:: Your objective ::
Please write out, word for word, the item lines from the one holding "of the square" through the one holding "of the framed", inclusive.

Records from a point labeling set
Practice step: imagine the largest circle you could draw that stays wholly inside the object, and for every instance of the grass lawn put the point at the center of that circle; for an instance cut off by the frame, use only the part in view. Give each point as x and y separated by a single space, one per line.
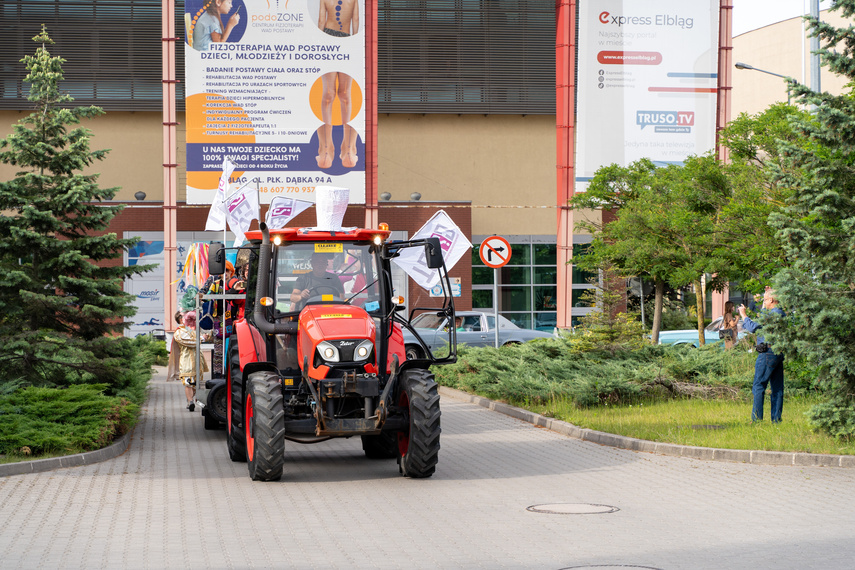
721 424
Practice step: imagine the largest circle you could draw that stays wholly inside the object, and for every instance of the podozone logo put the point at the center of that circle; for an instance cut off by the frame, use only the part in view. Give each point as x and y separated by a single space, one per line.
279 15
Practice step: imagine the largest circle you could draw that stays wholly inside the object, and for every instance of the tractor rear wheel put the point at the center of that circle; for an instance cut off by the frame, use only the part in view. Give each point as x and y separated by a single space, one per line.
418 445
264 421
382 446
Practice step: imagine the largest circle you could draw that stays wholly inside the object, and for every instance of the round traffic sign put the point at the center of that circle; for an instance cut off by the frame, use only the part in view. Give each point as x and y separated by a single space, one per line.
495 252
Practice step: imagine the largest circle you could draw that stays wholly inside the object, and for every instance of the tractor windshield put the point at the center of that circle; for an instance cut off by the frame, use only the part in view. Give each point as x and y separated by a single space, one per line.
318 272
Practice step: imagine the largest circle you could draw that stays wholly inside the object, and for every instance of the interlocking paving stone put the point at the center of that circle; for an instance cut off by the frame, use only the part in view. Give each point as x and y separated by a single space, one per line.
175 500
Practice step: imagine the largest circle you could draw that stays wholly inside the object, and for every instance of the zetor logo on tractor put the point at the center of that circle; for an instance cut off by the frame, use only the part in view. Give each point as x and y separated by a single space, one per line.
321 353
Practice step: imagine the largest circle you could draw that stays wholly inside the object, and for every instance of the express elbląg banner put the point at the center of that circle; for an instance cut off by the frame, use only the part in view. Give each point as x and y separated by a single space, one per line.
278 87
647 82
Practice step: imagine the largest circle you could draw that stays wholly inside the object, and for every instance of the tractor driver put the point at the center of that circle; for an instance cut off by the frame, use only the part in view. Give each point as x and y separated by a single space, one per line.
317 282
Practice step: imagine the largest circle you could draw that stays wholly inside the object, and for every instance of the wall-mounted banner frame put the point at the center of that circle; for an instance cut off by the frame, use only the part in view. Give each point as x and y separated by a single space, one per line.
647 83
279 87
...
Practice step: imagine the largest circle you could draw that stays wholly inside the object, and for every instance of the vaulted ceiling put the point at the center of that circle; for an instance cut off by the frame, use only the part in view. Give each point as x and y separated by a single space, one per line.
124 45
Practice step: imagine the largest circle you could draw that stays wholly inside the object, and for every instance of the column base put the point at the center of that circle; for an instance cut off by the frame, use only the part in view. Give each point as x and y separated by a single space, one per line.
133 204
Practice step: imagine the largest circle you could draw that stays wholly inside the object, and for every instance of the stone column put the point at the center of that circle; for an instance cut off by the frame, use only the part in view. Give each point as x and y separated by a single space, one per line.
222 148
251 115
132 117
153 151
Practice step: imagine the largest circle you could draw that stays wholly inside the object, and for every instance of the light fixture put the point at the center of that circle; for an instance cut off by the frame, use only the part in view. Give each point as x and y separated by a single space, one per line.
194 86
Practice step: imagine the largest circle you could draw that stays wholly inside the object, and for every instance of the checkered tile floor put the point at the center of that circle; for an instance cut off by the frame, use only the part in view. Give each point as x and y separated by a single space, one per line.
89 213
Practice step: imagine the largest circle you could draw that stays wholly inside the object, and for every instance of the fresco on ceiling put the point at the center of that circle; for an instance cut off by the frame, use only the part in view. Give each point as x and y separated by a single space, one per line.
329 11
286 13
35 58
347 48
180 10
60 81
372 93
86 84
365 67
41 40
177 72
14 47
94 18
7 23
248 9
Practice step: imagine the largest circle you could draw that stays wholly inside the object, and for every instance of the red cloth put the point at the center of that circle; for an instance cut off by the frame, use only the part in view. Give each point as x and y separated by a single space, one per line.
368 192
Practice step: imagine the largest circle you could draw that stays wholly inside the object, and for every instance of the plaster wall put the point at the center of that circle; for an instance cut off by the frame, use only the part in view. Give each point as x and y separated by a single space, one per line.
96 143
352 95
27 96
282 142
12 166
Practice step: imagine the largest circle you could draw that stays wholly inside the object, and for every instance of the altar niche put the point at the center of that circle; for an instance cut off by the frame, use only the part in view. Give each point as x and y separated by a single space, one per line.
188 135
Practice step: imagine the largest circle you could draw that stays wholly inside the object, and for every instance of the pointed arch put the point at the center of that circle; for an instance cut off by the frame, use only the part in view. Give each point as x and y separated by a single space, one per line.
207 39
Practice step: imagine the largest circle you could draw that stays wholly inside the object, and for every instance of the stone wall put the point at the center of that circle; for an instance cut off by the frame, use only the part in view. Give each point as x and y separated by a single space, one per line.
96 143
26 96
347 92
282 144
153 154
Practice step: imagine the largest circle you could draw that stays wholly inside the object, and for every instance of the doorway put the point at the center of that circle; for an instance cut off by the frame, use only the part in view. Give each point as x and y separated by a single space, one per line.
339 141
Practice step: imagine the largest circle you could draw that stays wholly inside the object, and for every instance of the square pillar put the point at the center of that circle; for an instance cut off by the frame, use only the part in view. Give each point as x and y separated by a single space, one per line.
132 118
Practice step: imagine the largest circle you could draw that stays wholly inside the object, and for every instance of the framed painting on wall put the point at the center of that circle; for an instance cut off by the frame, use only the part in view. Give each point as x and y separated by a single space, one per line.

:: Written solution ::
Practice step: imagine the largest circle you could draw that stays wholly inside the object, and for every instance of the square pillar put the point at the center of that circle; for an instance cut off by the frame, use only the part in view. Give each point as x and y separated by a single space, one per line.
132 118
Practice step: imagine the largest circle you could draw that stays wholly inside the object, and for every instance of the framed painting on wall put the point at the center of that circle; for an instance cut off by the frame, use only the part in view. Give each point as x and y separated by a single space, one per line.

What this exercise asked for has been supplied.